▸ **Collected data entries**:

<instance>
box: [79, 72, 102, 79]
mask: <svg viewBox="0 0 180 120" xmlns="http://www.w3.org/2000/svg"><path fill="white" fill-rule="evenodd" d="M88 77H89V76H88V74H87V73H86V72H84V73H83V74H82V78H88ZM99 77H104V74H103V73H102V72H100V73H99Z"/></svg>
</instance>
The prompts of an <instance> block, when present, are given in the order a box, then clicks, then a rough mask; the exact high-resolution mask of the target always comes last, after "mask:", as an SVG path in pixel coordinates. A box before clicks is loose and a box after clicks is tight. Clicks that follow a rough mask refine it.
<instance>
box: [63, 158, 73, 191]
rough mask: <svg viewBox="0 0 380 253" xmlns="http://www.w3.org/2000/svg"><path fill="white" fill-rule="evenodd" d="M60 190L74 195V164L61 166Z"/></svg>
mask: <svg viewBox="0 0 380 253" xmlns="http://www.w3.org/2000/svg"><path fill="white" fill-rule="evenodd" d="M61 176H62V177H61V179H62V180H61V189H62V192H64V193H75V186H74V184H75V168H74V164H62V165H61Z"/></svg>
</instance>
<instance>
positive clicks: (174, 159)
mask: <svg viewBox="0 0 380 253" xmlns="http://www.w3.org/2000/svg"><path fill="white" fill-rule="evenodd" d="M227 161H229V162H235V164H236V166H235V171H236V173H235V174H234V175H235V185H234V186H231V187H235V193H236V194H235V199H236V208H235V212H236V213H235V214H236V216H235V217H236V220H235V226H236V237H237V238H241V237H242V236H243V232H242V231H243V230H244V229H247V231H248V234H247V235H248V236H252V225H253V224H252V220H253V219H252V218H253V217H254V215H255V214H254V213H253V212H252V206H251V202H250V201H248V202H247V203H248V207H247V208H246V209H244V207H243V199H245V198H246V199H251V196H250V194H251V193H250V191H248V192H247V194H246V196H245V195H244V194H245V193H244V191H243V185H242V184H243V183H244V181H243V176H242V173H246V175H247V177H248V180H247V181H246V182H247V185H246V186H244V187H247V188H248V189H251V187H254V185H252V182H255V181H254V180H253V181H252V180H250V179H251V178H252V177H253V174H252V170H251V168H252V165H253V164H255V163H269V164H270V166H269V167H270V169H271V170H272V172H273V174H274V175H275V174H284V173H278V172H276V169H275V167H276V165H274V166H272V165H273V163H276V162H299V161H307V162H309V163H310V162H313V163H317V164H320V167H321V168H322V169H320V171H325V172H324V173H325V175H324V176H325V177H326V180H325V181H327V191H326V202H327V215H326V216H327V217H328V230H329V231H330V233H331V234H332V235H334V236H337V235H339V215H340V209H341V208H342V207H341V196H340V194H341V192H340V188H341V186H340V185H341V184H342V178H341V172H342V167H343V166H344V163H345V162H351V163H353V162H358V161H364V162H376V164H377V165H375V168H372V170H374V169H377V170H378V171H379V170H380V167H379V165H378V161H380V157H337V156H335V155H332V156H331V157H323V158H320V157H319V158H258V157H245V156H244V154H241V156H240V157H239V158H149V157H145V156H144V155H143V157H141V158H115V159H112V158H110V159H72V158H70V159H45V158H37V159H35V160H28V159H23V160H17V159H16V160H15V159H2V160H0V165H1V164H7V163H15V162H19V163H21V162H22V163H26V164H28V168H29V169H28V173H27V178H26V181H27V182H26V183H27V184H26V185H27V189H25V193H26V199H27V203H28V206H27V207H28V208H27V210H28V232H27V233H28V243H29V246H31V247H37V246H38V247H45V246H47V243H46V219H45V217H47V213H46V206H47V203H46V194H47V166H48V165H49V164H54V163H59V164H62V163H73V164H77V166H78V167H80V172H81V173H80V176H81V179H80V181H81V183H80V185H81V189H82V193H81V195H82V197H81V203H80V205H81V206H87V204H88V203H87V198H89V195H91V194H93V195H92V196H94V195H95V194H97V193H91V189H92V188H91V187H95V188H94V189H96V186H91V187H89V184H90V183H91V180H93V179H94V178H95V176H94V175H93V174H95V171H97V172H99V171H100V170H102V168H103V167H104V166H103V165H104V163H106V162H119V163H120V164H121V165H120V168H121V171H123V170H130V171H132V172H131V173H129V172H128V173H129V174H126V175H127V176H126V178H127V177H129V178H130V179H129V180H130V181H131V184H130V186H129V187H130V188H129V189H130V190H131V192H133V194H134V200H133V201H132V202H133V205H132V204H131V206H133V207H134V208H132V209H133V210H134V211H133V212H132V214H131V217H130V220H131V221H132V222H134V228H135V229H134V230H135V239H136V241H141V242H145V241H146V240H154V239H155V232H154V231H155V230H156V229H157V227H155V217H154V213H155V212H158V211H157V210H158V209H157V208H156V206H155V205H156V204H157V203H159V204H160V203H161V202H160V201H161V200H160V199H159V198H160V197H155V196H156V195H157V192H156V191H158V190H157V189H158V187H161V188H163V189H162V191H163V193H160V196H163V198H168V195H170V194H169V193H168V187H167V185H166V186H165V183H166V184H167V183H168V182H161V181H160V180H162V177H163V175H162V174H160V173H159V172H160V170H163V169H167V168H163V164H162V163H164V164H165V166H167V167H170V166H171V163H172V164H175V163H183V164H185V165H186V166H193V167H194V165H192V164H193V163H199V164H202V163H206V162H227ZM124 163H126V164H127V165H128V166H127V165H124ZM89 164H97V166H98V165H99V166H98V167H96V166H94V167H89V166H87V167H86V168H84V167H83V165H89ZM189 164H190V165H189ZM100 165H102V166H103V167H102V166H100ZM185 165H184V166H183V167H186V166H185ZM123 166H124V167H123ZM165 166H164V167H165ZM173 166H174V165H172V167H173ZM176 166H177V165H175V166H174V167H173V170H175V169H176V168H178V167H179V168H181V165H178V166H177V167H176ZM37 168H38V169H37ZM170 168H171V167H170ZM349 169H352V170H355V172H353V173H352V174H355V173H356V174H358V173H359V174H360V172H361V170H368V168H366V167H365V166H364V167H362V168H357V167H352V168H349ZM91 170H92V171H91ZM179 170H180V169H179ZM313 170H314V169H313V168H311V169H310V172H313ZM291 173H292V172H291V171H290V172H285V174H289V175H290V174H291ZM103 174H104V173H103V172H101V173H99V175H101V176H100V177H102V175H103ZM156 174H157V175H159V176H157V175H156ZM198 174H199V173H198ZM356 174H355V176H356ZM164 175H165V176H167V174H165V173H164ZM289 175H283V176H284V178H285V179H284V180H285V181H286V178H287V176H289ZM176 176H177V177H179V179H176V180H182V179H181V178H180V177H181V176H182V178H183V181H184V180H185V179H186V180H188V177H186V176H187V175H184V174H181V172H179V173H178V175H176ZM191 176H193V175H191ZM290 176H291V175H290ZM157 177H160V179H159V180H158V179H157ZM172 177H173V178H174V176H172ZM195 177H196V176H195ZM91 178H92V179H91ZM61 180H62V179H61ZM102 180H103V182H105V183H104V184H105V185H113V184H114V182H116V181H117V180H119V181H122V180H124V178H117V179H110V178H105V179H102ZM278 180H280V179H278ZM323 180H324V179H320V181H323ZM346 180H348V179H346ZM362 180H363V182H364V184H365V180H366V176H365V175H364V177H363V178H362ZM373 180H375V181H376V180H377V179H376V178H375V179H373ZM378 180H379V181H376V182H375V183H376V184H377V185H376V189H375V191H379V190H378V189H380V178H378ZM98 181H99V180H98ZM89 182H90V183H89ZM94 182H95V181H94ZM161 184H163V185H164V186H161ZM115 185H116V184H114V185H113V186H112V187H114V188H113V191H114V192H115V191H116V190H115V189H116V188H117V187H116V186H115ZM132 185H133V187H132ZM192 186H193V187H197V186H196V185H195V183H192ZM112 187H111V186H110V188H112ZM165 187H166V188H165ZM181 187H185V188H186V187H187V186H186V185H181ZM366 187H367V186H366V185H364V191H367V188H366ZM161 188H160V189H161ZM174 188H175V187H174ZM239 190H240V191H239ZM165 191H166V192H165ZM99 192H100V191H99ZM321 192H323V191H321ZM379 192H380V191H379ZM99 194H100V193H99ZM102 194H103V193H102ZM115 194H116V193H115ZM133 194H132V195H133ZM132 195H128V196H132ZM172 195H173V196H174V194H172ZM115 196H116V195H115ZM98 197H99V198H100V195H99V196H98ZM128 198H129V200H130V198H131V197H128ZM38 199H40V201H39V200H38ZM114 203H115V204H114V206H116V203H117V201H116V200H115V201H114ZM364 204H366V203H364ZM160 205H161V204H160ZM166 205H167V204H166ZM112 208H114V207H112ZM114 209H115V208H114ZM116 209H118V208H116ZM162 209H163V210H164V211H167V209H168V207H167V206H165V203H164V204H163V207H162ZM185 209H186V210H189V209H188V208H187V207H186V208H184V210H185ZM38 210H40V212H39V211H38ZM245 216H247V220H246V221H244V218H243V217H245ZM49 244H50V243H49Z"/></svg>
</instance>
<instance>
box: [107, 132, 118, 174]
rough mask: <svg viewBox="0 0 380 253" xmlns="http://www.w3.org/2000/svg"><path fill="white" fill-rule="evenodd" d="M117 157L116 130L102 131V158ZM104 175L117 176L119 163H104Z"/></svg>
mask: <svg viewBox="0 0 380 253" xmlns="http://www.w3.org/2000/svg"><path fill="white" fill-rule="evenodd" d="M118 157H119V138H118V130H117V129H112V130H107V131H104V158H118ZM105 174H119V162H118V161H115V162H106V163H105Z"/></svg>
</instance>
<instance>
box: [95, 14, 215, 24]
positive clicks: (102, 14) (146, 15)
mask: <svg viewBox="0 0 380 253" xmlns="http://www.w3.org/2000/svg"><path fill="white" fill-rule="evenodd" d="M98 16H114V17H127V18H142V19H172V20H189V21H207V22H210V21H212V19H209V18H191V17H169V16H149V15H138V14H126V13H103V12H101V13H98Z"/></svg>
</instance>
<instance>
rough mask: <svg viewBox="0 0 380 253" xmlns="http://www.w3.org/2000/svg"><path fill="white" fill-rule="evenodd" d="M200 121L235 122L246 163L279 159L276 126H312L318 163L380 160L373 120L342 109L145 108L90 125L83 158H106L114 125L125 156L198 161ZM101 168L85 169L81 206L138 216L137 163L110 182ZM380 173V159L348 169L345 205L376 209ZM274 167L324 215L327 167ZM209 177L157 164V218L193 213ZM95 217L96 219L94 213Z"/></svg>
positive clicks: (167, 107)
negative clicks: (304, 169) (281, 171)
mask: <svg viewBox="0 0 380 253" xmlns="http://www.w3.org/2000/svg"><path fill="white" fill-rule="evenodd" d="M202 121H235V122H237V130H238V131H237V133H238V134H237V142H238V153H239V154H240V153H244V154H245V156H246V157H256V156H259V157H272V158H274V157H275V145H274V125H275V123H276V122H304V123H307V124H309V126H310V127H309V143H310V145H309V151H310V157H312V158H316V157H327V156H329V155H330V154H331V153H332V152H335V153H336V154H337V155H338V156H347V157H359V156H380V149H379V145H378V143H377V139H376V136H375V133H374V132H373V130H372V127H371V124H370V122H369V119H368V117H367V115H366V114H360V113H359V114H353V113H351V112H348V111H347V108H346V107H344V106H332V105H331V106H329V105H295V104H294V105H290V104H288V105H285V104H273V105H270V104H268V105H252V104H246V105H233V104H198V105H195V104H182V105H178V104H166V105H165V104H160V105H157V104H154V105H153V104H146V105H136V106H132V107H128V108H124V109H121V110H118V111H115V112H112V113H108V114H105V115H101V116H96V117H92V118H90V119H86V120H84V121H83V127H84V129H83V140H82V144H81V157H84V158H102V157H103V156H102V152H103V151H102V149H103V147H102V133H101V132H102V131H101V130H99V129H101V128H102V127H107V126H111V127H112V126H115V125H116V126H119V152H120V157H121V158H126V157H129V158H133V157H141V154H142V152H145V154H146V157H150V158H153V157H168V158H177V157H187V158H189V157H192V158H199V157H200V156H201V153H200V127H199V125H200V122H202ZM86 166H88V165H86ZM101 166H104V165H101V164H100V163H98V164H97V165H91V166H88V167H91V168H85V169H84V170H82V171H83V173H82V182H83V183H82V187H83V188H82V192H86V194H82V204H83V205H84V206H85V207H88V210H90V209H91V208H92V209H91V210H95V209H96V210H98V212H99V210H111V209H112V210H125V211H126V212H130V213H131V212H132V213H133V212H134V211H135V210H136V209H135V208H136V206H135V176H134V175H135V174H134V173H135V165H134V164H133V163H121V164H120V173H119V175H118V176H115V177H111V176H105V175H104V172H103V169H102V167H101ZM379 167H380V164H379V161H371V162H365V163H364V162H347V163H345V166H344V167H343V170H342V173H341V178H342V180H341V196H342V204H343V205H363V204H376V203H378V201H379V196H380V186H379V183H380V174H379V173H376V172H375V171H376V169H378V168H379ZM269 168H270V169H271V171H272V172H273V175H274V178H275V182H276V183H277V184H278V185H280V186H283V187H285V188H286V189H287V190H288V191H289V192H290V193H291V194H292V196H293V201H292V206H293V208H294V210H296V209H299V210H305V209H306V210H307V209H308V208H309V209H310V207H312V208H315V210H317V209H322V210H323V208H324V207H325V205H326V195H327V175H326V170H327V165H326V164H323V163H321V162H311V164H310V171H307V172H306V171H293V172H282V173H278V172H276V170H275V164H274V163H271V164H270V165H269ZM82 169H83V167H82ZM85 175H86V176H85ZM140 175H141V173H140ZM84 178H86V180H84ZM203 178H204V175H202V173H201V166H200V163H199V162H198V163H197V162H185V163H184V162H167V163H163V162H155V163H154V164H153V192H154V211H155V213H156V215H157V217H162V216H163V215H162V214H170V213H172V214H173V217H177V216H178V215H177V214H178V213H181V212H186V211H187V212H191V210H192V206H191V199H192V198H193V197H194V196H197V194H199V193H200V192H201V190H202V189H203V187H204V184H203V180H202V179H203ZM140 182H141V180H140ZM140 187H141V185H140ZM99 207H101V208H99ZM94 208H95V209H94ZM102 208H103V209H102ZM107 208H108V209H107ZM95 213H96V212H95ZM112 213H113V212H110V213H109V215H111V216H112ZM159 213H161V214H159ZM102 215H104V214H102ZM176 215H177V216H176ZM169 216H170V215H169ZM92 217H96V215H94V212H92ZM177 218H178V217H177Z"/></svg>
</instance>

▸ **What you are asked to do**: Please give again the lines above between the line holding "positive clicks: (102, 14) (146, 15)" and the line holding "positive clicks: (167, 107)", inclusive, exactly as they are and with nothing added.

▸ **Finished task**:
positive clicks: (102, 14) (146, 15)
mask: <svg viewBox="0 0 380 253" xmlns="http://www.w3.org/2000/svg"><path fill="white" fill-rule="evenodd" d="M98 16H114V17H127V18H142V19H172V20H189V21H207V22H210V21H212V19H209V18H191V17H169V16H149V15H138V14H126V13H103V12H101V13H98Z"/></svg>
</instance>
<instance>
rough mask: <svg viewBox="0 0 380 253" xmlns="http://www.w3.org/2000/svg"><path fill="white" fill-rule="evenodd" d="M200 121L235 122L246 163L279 159L276 126H312L318 163L380 160L373 120L342 109L145 108L90 125L83 158H106L114 125L125 156L198 161ZM101 168L85 169L81 206L138 216L137 163L110 182ZM380 173V159L348 169L345 205L376 209ZM274 167L324 215L327 167ZM209 177L157 164V218L193 213ZM95 217L96 219L94 213Z"/></svg>
positive clicks: (167, 107)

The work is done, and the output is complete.